__What is expected__. Can you quote the records below in full, word for word?

>>

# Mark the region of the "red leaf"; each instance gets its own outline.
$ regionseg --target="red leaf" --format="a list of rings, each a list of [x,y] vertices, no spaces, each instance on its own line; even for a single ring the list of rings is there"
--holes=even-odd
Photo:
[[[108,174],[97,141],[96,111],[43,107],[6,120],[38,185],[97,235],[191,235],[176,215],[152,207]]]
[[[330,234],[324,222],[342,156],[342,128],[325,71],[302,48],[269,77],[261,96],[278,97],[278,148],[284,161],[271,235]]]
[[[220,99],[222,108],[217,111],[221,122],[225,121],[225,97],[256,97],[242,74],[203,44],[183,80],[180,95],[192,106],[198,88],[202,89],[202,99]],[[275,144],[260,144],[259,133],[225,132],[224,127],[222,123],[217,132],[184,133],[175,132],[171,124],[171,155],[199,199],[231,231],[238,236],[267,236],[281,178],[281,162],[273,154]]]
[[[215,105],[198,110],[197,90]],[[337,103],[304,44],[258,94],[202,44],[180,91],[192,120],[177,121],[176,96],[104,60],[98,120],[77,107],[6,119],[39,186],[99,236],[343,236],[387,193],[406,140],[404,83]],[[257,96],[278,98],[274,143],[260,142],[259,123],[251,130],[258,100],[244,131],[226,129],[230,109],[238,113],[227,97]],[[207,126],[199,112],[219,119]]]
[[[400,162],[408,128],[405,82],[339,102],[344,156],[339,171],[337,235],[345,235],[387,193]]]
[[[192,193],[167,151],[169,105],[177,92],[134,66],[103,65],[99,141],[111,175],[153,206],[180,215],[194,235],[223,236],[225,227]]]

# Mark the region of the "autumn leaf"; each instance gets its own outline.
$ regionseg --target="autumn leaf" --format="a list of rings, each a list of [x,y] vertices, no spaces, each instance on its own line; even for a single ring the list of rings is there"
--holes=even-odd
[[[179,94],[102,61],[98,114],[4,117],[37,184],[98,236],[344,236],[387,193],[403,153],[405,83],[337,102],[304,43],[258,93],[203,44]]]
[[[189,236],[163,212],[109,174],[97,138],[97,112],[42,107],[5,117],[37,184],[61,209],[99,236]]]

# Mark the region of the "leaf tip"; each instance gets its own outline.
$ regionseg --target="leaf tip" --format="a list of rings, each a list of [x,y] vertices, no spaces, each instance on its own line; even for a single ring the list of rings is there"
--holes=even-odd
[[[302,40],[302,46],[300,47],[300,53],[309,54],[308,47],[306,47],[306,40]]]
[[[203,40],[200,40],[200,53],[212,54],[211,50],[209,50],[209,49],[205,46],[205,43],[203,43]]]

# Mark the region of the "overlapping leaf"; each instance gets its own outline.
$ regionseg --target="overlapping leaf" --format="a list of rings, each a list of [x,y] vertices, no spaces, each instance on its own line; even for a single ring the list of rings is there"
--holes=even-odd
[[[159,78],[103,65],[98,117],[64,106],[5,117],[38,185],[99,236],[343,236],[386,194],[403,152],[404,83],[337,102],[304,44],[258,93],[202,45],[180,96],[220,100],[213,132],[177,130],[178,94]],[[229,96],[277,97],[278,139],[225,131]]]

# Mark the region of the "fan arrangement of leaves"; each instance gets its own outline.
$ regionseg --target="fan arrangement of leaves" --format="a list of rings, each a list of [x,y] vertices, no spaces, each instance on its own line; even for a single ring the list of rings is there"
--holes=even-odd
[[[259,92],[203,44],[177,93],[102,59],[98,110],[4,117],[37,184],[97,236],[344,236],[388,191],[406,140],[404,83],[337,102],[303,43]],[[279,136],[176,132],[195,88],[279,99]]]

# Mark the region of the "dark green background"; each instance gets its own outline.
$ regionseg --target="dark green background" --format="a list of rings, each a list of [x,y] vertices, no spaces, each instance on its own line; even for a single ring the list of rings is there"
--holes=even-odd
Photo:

<<

__In response__.
# Mark the region of the "red leaf"; each instance gets its own outline.
$ regionseg --target="red leaf" --format="a list of rings, each a list of [x,y] vertices, no spaces, each instance on its own line; even for a single ring the list of rings is there"
--holes=even-odd
Photo:
[[[108,174],[97,141],[96,111],[43,107],[6,120],[38,185],[97,235],[191,235],[176,215],[152,207]]]
[[[330,234],[324,222],[342,156],[342,128],[325,71],[302,48],[269,77],[261,96],[278,97],[278,148],[284,161],[271,235]]]
[[[220,99],[222,108],[217,111],[221,122],[225,121],[225,97],[256,97],[242,74],[203,44],[183,80],[180,95],[192,106],[198,88],[202,89],[202,99]],[[275,144],[260,144],[259,133],[225,132],[224,127],[222,123],[217,132],[184,133],[175,132],[171,124],[171,155],[199,199],[231,231],[238,236],[267,236],[281,178],[281,162],[273,154]]]
[[[215,105],[198,110],[197,90]],[[337,103],[304,44],[258,94],[202,44],[180,91],[192,120],[177,121],[176,96],[104,60],[98,120],[77,107],[6,119],[39,186],[99,236],[343,236],[387,193],[406,140],[404,83]],[[257,96],[278,98],[274,143],[260,142],[259,123],[251,130],[258,100],[244,131],[226,129],[230,109],[238,113],[227,97]],[[207,126],[199,112],[219,119]]]
[[[400,162],[408,128],[405,82],[339,102],[344,156],[339,171],[337,235],[345,235],[387,193]]]
[[[192,193],[167,151],[169,105],[177,92],[134,66],[103,65],[99,141],[111,175],[153,206],[180,215],[194,235],[223,236],[225,227]]]

# Mark the region of the "autumn leaf"; each instance gets its own outline.
$ regionseg --target="autumn leaf" --format="a list of rings, each a list of [x,y] vertices, no spaces, each instance on its own line; even for a single ring the list of rings is there"
--holes=even-odd
[[[179,94],[102,61],[98,114],[4,117],[37,184],[98,236],[344,236],[387,193],[403,153],[405,83],[337,102],[304,43],[258,93],[203,44]]]
[[[189,236],[163,212],[109,174],[97,138],[97,112],[42,107],[5,117],[37,184],[61,209],[99,236]]]

# Mark the region of the "leaf tip"; each instance gets its own outline.
$ regionseg --target="leaf tip" --format="a list of rings, each a list of [x,y] vertices, no spaces, each instance on its own line; even for a single ring the list of rings is there"
--holes=even-odd
[[[302,40],[302,46],[300,47],[300,53],[309,54],[308,47],[306,47],[306,40]]]
[[[203,40],[200,40],[200,53],[212,54],[211,50],[209,50],[209,49],[205,46],[205,43],[203,43]]]

# Mark the region of the "overlapping leaf"; each instance gets its own outline.
$ regionseg --target="overlapping leaf" --format="a list of rings, each a list of [x,y] vertices, no spaces, each instance on its own line; even for a single ring the list of rings is there"
--holes=even-odd
[[[159,78],[103,65],[98,117],[64,106],[5,117],[38,185],[99,236],[343,236],[386,194],[403,152],[404,83],[337,102],[304,44],[258,93],[202,45],[180,96],[220,100],[213,132],[177,130],[178,94]],[[229,96],[277,97],[278,139],[225,131]]]

# Mark the region of the "fan arrangement of leaves"; each instance gets its own outline.
$ regionseg --target="fan arrangement of leaves" --format="a list of rings, each a list of [x,y] vertices, no spaces, each instance on its own line; even for a single ring the list of rings is there"
--holes=even-odd
[[[259,92],[203,44],[177,93],[102,59],[98,110],[4,117],[37,184],[97,236],[344,236],[388,191],[406,140],[404,83],[337,102],[303,43]],[[279,136],[176,132],[195,88],[279,99]]]

# Mark the region of the "dark green background"; each instance gets its own outline.
$ regionseg --target="dark green background" --format="a list of rings, each a list of [x,y] vertices, no spaces, each instance on its own line; even for a single ring the list of rings is there"
--holes=even-odd
Photo:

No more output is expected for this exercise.